◆ TASK: Go to the line with "In this picture, where can the red roof" in the entries below and write out every line from there through the line with "In this picture, where can the window pane", exactly and without pictures.

☆ ☆ ☆ ☆ ☆ ☆ ☆

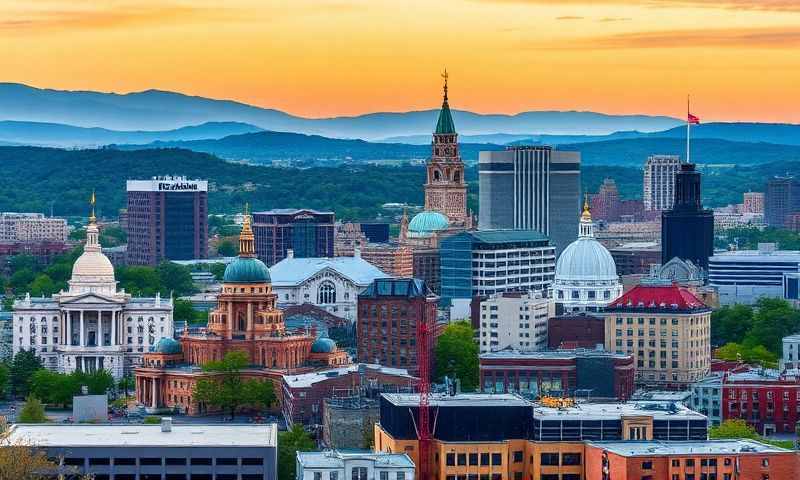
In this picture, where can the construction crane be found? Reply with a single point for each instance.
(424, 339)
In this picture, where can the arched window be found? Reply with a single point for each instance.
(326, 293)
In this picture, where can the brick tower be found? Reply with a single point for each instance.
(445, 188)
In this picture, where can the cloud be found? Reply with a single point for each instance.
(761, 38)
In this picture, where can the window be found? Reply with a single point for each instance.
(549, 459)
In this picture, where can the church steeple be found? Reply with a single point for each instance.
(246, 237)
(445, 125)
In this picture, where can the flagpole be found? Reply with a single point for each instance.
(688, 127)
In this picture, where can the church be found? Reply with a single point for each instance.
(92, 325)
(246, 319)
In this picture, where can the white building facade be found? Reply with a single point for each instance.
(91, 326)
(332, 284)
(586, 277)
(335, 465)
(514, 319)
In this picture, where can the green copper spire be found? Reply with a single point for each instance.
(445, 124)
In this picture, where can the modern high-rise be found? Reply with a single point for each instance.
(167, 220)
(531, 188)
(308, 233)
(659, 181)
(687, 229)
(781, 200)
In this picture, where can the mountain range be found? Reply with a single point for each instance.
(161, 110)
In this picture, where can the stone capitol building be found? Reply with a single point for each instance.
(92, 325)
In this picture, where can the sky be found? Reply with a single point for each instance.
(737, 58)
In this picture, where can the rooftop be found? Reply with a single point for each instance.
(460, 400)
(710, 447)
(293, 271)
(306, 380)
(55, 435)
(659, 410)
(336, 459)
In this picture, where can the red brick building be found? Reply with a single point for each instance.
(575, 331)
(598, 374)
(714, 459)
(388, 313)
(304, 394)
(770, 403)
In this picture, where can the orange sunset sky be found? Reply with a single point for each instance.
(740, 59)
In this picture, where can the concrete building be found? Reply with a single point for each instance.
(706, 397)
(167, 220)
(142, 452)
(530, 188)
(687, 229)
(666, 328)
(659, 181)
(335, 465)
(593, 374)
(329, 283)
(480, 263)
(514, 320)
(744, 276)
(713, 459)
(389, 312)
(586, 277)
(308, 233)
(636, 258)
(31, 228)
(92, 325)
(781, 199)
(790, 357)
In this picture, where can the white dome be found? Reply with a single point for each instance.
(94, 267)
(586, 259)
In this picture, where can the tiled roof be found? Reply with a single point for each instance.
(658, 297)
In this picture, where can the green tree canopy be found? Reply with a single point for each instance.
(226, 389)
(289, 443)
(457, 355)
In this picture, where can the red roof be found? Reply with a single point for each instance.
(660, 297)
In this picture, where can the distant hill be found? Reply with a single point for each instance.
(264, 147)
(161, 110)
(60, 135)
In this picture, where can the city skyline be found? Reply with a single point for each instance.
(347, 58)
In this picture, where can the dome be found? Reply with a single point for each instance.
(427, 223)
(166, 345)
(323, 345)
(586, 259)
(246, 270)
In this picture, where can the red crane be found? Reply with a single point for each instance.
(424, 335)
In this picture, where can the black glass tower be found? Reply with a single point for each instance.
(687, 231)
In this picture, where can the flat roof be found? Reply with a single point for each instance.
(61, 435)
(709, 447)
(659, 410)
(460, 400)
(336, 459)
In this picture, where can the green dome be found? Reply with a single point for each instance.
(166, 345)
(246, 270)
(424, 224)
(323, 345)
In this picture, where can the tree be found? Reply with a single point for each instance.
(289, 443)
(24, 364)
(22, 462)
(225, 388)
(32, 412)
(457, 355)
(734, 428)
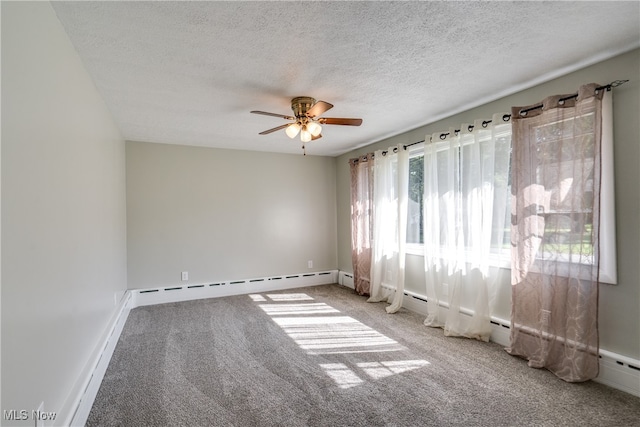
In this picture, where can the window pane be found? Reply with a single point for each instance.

☆ ☆ ☆ ☆ ☆ ☆ ☆

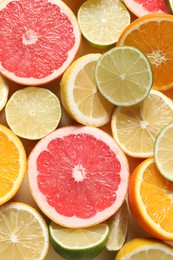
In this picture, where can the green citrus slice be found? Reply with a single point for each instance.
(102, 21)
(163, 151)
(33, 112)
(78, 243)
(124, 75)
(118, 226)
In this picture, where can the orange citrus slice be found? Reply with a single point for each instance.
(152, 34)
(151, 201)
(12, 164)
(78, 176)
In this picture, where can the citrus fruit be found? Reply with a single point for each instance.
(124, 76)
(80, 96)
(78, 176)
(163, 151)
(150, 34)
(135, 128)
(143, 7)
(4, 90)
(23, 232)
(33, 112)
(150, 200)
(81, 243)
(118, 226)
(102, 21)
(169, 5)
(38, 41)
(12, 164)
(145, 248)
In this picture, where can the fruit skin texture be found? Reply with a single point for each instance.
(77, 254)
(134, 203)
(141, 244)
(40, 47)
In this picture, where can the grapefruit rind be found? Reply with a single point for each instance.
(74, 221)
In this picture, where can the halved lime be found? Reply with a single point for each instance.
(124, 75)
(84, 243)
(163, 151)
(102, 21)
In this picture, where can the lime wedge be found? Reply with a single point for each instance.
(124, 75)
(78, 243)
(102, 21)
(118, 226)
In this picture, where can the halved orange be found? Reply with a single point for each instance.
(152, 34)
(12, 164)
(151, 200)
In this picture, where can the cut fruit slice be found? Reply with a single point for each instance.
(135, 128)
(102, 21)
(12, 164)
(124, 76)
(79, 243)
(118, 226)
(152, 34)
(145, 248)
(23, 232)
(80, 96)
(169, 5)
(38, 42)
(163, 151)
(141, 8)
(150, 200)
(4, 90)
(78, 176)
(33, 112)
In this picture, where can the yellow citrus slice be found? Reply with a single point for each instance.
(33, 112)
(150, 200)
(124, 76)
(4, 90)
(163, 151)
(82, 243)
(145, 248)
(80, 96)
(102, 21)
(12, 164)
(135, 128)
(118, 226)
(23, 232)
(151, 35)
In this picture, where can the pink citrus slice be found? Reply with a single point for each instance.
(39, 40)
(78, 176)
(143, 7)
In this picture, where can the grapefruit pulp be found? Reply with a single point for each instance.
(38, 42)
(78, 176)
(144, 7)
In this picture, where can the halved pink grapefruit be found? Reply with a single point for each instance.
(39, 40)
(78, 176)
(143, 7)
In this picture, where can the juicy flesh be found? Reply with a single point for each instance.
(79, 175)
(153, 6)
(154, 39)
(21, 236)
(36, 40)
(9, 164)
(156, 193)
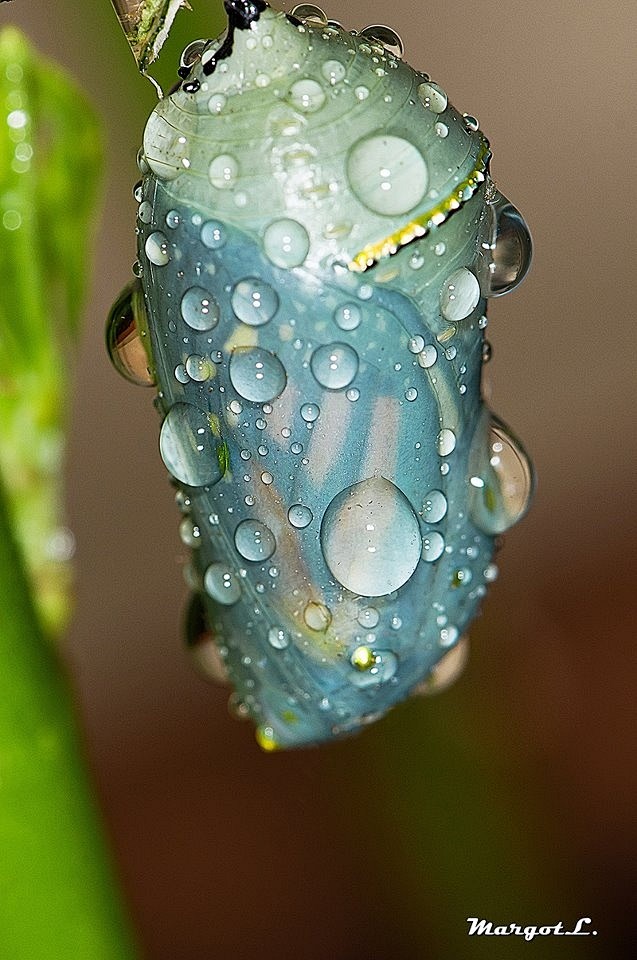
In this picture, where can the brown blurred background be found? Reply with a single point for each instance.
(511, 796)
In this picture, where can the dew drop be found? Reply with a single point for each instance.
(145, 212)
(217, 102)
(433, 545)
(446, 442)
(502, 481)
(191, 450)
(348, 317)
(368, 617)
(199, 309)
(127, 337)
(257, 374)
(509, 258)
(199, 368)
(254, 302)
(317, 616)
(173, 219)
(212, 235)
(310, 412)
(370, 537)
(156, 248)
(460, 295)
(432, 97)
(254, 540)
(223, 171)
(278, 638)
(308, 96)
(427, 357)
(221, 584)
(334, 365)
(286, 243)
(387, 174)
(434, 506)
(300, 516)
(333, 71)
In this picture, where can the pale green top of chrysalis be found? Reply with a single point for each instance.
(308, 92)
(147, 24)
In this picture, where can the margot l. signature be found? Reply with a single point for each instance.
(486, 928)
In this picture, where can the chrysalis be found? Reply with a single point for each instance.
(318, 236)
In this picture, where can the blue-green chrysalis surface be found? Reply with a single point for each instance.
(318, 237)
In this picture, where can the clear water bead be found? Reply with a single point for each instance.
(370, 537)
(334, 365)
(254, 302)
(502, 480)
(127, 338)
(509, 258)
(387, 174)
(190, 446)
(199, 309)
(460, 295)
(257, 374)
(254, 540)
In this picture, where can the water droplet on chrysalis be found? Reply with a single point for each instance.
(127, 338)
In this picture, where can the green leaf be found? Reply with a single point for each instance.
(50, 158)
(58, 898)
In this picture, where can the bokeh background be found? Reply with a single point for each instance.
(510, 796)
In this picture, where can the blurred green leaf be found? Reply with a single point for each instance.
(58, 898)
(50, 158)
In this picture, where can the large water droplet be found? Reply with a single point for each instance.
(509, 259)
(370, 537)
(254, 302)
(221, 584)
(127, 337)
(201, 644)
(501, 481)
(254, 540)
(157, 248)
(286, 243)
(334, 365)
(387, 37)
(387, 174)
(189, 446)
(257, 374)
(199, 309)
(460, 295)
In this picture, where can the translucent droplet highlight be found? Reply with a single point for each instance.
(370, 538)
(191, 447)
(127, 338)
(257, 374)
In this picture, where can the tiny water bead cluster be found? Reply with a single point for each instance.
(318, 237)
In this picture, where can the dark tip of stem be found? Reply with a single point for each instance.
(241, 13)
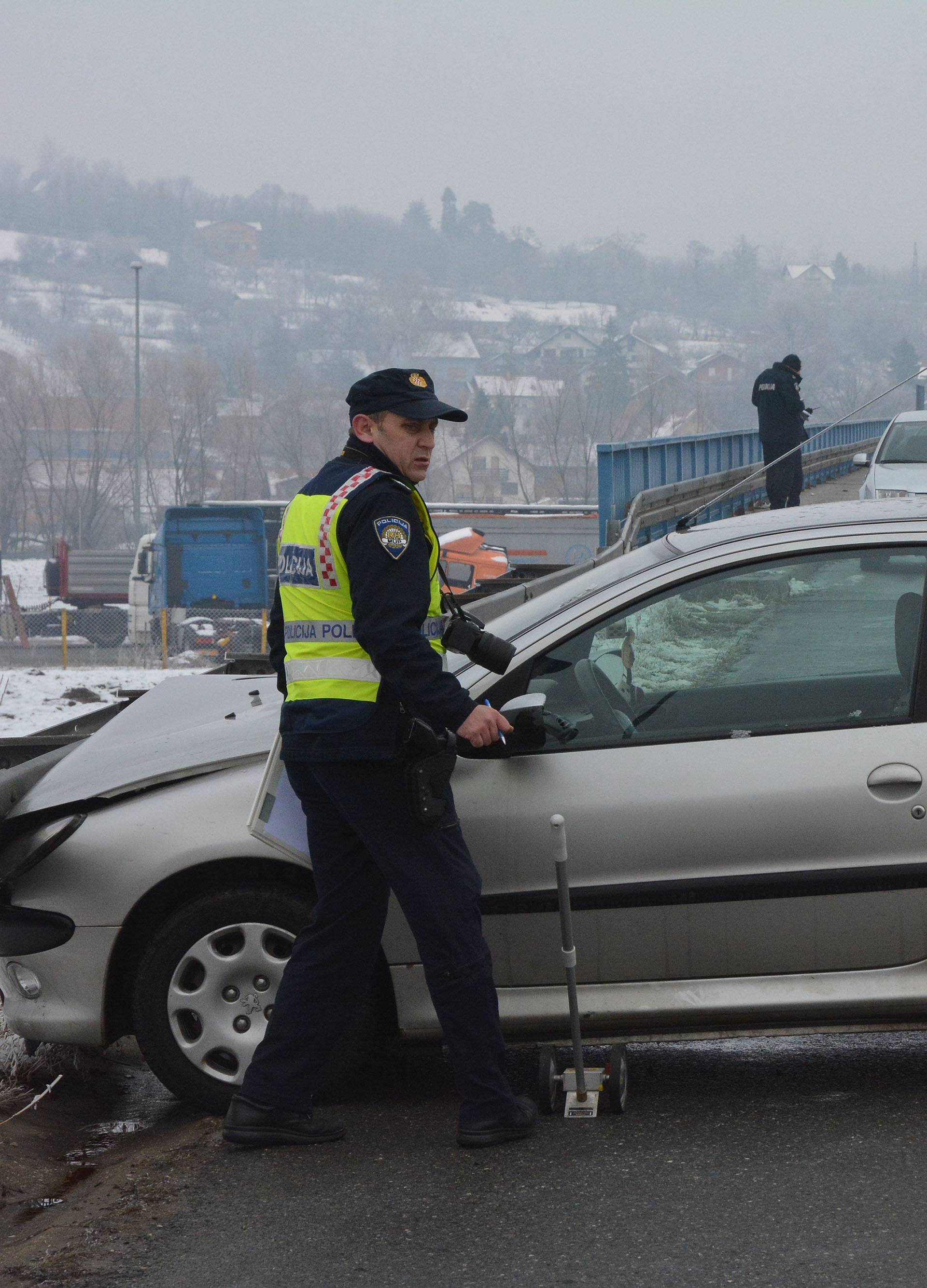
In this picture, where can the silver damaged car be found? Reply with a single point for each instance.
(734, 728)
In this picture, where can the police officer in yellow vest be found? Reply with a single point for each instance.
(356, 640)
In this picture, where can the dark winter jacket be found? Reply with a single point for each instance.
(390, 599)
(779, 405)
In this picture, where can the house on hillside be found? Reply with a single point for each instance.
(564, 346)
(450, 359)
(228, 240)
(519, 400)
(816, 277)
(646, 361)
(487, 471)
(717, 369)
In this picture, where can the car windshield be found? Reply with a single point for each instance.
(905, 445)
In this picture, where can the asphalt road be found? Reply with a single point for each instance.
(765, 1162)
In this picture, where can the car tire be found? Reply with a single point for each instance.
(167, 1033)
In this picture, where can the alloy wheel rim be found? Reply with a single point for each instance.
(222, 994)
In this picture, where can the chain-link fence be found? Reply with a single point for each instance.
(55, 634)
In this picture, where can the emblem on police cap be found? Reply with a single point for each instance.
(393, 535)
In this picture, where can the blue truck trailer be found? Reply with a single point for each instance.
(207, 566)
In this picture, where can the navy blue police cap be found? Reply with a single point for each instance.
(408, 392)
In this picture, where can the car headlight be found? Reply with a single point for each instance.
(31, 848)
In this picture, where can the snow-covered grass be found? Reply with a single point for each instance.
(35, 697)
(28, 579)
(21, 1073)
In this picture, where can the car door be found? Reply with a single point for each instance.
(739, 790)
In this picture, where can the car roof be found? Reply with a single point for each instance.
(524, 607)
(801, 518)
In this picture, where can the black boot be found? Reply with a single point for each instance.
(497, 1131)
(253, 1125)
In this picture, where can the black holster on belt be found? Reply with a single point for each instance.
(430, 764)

☆ ☆ ☆ ☆ ☆ ☆ ☆

◆ WRITTEN ANSWER:
In this picture, where can the red roof be found? Reply with a single point for each instance.
(660, 297)
In this picture, where can the distant hill be found? Reply with a single point for each instance.
(264, 147)
(161, 110)
(60, 135)
In this picture, where can the city skyline be found? Reply with a single point for each instance.
(347, 58)
In this picture, where can the dome be found? Reply with a single point for each instance.
(427, 223)
(166, 345)
(323, 345)
(586, 259)
(246, 270)
In this picture, where can the red crane be found? Reply with a single point for each instance.
(424, 335)
In this picture, where can the black glass tower be found? Reply with a single point for each instance.
(687, 231)
In this picture, where can the flat roof be found? Reply with a single point for each instance.
(61, 435)
(709, 447)
(659, 410)
(460, 400)
(336, 459)
In this picture, where can the green dome be found? Reply with a single point for each instance.
(166, 345)
(246, 270)
(424, 224)
(323, 345)
In this picture, where can the tree be found? Reply with a single point for each instance.
(289, 443)
(24, 364)
(22, 462)
(225, 388)
(32, 412)
(457, 355)
(734, 428)
In this picture, where can the window pane be found? Reply with a single point for each instance.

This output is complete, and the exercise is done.